練習問題 |
**A)** パーソナライズマーケティングに関する文章で、「目次」の下に並ぶ見出しをすべて書き出しなさい。
**B)** パーソナライズマーケティングに関する文章の続きを、最後の文の後から示しなさい。

出典 |

################

概要
企業の持つ基幹システムには顧客に関する豊富なデータが蓄積されています。このデータをどのように分析し、オンラインマーケティングのパーソナライゼーションに活用するかを解説します。具体的なデータ分析手法や、顧客一人ひとりに合わせたマーケティングメッセージの作成方法に焦点を当て、基幹システムの管理者がデータ活用のために知っておくべき最新のツールやプラットフォームについても触れます。
- 目次
- はじめに
- オンラインとリアルの融合が求められる時代
- オンラインとリアルをつなぐパーソナライズの基盤
- オンラインとリアルの接続による新しい体験
- オンラインとリアルの接続がパーソナライズを進化させる理由
- 成功事例: オンラインとリアルを接続したパーソナライズの実践
- まとめ
はじめに
近年、消費者行動はかつてないスピードで変化しており、オンライン (デジタル) の重要性が飛躍的に高まっています。しかし一方で、実店舗やリアルイベント、パーソナルな接触といったリアル (オフライン) の価値は依然として重要です。むしろ、オンラインとリアルを適切に組み合わせることで、より強力な顧客体験を創出できると考えられています。
本稿では、オンラインとリアルの接続がもたらすパーソナライズマーケティングの進化について、データの統合から運用管理まで、実装時の課題と解決策を具体的に解説していきます。
オンラインとリアルの融合が求められる時代
顧客行動の変化
消費者は日常的にデジタルとリアルを行き来しており、その境界はますますあいまいになっています。ECサイトの普及により、商品選びから購入までが数クリックで完了する利便性が定着し、アプリやSNSが顧客とのエンゲージメントを深める主戦場となっています。しかし一方で、リアルな体験の価値は消失していません。むしろ、実店舗やリアルイベント、対面での接触は、顧客との関係性を築き、ブランド体験を強化する重要な役割を果たしています。
例えば、消費者がECサイトで商品を比較し実店舗で購入を決めるケースや、店舗で実物を確認した後にアプリで注文するケースは、もはや珍しくありません。この「オンラインとリアルが交錯するカスタマージャーニー」を把握し、スムーズな体験を提供することは、競争優位性を確立する鍵となっています。
パーソナライズマーケティングの進化
こうした背景の中、注目されているのがパーソナライズマーケティングです。従来のマーケティングが「多くの人に一律でメッセージを届ける」方法だったのに対し、パーソナライズは顧客一人ひとりのニーズ、好み、行動に合わせて最適化された体験を提供することを目指しています。この「個別最適化」が、現代の複雑化する顧客行動に対する回答となり得るのです。

################

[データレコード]
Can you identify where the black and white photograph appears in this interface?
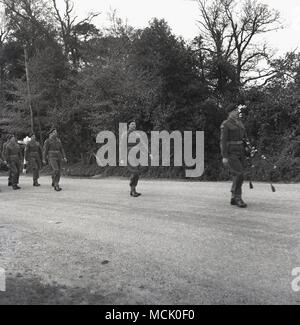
[0,0,300,306]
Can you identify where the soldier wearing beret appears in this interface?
[4,135,23,190]
[2,135,12,186]
[43,129,67,192]
[121,120,152,198]
[220,104,247,208]
[25,134,43,187]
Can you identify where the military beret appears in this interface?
[48,128,57,135]
[128,119,136,125]
[6,133,16,140]
[225,103,237,114]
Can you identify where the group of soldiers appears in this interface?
[127,103,248,208]
[2,104,252,208]
[2,129,67,192]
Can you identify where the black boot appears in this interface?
[54,185,62,192]
[130,186,141,197]
[230,197,237,205]
[235,197,247,209]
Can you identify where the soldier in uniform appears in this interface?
[4,135,23,190]
[121,121,148,197]
[220,104,247,208]
[43,129,67,192]
[25,134,43,187]
[2,136,12,186]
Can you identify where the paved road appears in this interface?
[0,177,300,304]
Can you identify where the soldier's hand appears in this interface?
[223,158,228,166]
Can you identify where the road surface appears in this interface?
[0,177,300,305]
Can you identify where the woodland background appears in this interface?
[0,0,300,181]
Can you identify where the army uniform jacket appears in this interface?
[43,138,66,161]
[25,141,43,165]
[220,119,247,159]
[4,143,23,164]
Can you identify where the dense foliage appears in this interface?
[0,0,300,181]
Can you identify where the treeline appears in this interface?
[0,0,300,181]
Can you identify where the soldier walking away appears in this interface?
[121,121,148,197]
[2,136,12,186]
[43,129,67,192]
[4,135,23,190]
[220,104,247,208]
[25,134,43,187]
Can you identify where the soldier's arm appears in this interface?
[43,140,49,161]
[60,142,67,160]
[220,123,228,159]
[39,144,43,160]
[24,145,30,161]
[2,143,6,161]
[5,146,11,164]
[19,147,23,161]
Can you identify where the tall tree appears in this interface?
[196,0,281,92]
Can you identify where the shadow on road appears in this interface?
[0,277,117,305]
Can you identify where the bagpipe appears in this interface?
[243,139,278,193]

################

解答 |
**A)**
- はじめに
- オンラインとリアルの融合が求められる時代
- オンラインとリアルをつなぐパーソナライズの基盤
- オンラインとリアルの接続による新しい体験
- オンラインとリアルの接続がパーソナライズを進化させる理由
- 成功事例: オンラインとリアルを接続したパーソナライズの実践
- まとめ

**B)**
パーソナライズの基盤となるのは「データの統合」です。オンラインでは、顧客の閲覧履歴、購入履歴、アプリ内の行動データを収集できます。一方、リアルではPOS (販売時点情報管理) データ、店舗来店履歴、あるいはスタッフとの会話の記録などが重要な情報源です。これらのデータを統合することで、オンラインとリアルの双方をまたいだ一貫性のある顧客プロファイルを作り上げることが可能です。
例えば、ある顧客が店舗で試着した商品の情報がECサイトに反映されると、後日その顧客に適したリコメンドがオンラインで表示されます。また、ECサイトで購入した商品のレビュー内容が、リアル店舗での販売員の接客に生かされるケースも考えられます。このように、デジタルとリアルがシームレスに接続されることで、顧客との接点は単なる「接触機会」ではなく、継続的な信頼関係を築くための「エンゲージメントの場」へと進化します。
オンラインとリアルをつなぐパーソナライズの基盤
データの役割
パーソナライズマーケティングの根幹にあるのは、顧客データの活用です。オンラインとリアルの接点をつなぎ、一貫性のある顧客体験を実現するためには、それぞれのチャネルで得られる多種多様なデータを統合する必要があります。
オンラインデータ
オンラインで得られるデータは顧客の行動を詳細に把握するための重要な手がかりです。ECサイトでの閲覧履歴や購入履歴、アプリ上での行動データ (例: 何度もクリックされた商品や滞在時間の長いページ) などは、顧客が興味を持っている商品やサービスを示しています。これらのデータを適切に活用すれば、顧客のニーズをより正確に理解し、適切なタイミングでリコメンデーションを提供することが可能です。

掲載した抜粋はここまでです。